(Vorgegebener Text)
↓
Verpflichtet sich ein Arbeitgeber dazu, einem Arbeitnehmer ein deutlich über dem Tariflohn liegendes Arbeitsentgelt zu bezahlen, so ist diese Regelung aus dem (an sich „rangniederen“) Arbeitsvertrag für den Arbeitnehmer günstiger als die Bestimmung des einschlägigen ranghöheren Tarifvertrags. Gleichwohl ist die nachrangige vertragliche Regelung aufgrund des Günstigkeitsprinzips die entscheidende Bestimmung. Der Arbeitnehmer kann also den darin vereinbarten höheren Lohn verlangen.

Während im Verhältnis von Betriebsvereinbarung zu Tarifvertrag gemäß § 77 Abs. 3 BetrVG das Rangprinzip gilt, der Tarifvertrag also kraft Gesetzes Vorrang hat, gilt im Verhältnis von Betriebsvereinbarung zum Arbeitsvertrag wieder das Günstigkeitsprinzip: Für den Arbeitnehmer günstigere arbeitsvertragliche Regelungen haben also Vorrang vor den Bestimmungen einer Betriebsvereinbarung. § 4 Abs. 3 TVG wird entsprechend auf die Betriebsvereinbarung angewandt (Abb. 2).

Abb. 2: Normenpyramide

1.2Begriffsdefinitionen

Wie überall in der Rechtswissenschaft ist es auch im Arbeitsrecht unerlässlich, exakt mit den in den einzelnen Rechtsnormen verwendeten Begriffen umzugehen. Im Arbeitsrecht erhalten diese ihre genaue Ausprägung oftmals erst aufgrund der Rechtsprechung des Bundesarbeitsgerichts und anderer Obergerichte.

1.2.1Arbeitnehmer

Arbeitnehmer ist nach § 611a BGB, wer im Dienste eines anderen zur Leistung einer weisungsgebundenen, fremdbestimmten Arbeit in persönlicher Abhängigkeit verpflichtet ist. Im Gegensatz zu einem Selbstständigen („Freiberufler“) kann ein Arbeitnehmer seine Tätigkeit im Wesentlichen nicht frei gestalten und seine Arbeitszeit sowie regelmäßig auch seinen Arbeitsort nicht frei bestimmen. Er unterliegt den fachlichen und organisatorischen Weisungen des Arbeitgebers (§ 611a Abs. 1 S. 3 BGB).

Beispiel

S arbeitet als Streetworkerin für einen freien Jugendhilfeträger in einer Großstadt. Vom Träger erhält sie Anweisungen, zu welchen Tagen und Uhrzeiten sie an welchen Standorten präsent sein soll. S kann nicht selbst entscheiden, wann und wo sie ihre Angebote platziert.

Selbst wenn eine weitgehende fachliche Selbstständigkeit gegeben ist, liegt eine Arbeitnehmereigenschaft vor, wenn die betreffende Person hinsichtlich Ort und Zeit der Arbeitsleistung in den Betrieb des Arbeitgebers eingegliedert ist oder aus anderen Gründen eine persönliche Abhängigkeit vorliegt.
↑
(Übungsdaten)
↓
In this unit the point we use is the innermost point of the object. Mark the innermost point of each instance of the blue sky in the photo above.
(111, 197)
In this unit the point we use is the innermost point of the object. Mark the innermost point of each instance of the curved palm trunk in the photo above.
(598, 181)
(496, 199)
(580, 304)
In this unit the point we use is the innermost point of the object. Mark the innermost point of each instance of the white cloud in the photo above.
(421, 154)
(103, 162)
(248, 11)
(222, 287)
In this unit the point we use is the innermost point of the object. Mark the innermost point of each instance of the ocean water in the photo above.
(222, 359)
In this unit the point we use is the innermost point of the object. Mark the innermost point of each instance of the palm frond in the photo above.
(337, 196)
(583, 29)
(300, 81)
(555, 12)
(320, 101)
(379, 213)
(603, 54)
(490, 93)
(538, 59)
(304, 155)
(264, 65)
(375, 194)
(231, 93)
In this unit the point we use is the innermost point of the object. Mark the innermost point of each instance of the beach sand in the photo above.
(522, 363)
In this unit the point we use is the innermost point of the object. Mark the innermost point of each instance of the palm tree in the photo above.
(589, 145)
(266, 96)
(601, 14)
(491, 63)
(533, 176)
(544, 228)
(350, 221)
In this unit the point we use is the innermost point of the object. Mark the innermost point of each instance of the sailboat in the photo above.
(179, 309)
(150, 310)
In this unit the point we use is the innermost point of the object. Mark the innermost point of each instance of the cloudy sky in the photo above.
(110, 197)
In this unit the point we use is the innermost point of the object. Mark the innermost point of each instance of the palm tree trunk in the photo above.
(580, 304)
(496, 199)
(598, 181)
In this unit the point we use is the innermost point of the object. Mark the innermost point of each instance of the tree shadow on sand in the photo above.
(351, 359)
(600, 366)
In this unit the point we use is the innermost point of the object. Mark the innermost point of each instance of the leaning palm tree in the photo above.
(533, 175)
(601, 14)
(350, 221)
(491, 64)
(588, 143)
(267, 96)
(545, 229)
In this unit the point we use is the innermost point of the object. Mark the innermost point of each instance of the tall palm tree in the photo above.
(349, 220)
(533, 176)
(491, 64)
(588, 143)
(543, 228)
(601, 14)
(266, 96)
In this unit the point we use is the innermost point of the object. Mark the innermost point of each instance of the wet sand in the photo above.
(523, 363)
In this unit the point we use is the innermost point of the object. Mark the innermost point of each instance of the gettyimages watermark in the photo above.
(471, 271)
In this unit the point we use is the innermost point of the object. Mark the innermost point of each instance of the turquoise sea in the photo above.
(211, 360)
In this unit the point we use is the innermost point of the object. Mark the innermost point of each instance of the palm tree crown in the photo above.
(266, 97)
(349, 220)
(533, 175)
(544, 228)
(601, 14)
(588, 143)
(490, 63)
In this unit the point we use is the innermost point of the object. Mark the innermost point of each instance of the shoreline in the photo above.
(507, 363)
↑
Übertragen Sie den folgenden Satz aus dem Text zum Arbeitsrecht ins Englische: „Arbeitnehmer ist nach § 611a BGB, wer im Dienste eines anderen zur Leistung einer weisungsgebundenen, fremdbestimmten Arbeit in persönlicher Abhängigkeit verpflichtet ist.“

(Lösung zur Aufgabe) Under § 611a BGB, an employee is anyone who is obligated, in the service of another, to perform instruction-bound, externally determined work in personal dependence.